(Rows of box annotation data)
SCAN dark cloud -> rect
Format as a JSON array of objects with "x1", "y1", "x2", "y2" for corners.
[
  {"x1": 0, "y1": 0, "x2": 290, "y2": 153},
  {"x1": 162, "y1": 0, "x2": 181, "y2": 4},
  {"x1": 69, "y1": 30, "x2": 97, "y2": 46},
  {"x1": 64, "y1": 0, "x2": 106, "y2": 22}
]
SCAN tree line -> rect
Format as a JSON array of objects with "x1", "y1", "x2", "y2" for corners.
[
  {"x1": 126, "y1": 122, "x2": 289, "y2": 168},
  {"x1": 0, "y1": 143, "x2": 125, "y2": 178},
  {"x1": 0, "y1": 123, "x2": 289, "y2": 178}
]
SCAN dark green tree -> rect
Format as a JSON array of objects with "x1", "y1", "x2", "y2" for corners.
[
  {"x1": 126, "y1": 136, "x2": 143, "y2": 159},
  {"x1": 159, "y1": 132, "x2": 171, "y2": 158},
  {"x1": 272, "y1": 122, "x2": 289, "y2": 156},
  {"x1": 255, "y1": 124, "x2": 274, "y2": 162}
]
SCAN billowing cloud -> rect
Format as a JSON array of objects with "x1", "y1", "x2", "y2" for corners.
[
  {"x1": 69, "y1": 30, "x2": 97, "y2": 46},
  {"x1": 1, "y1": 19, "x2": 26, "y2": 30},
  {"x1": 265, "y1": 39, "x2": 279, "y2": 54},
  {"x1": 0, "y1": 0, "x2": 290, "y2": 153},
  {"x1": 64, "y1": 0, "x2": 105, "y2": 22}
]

* * *

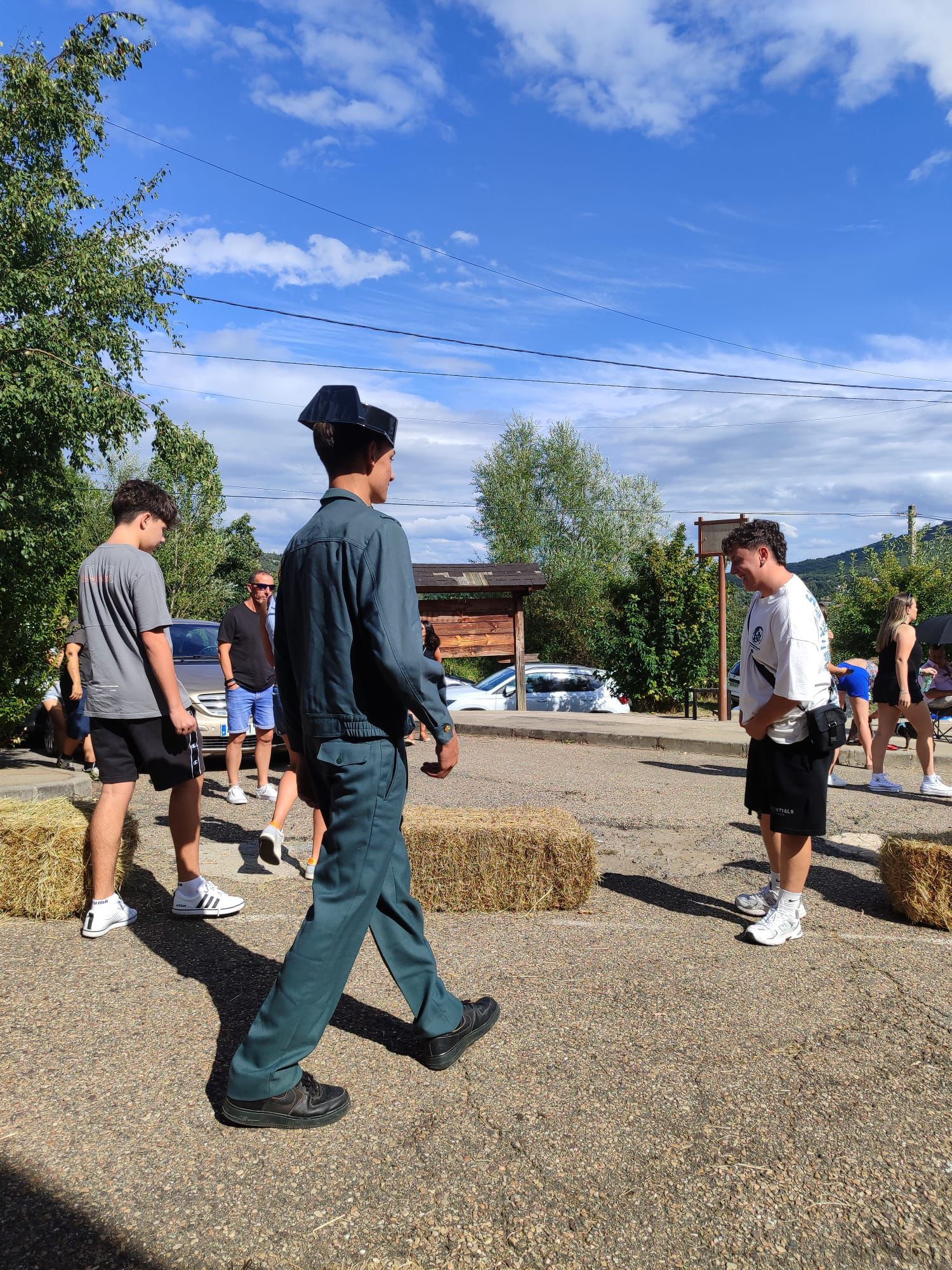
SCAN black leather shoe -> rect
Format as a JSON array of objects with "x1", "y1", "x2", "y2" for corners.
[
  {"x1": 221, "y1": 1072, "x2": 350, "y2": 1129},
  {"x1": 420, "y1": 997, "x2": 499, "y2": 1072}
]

* [Directions]
Extract every line above that contains the word "dark".

* [Result of the exercise]
SCAN dark cloud -> rect
SCAN dark green tree -> rect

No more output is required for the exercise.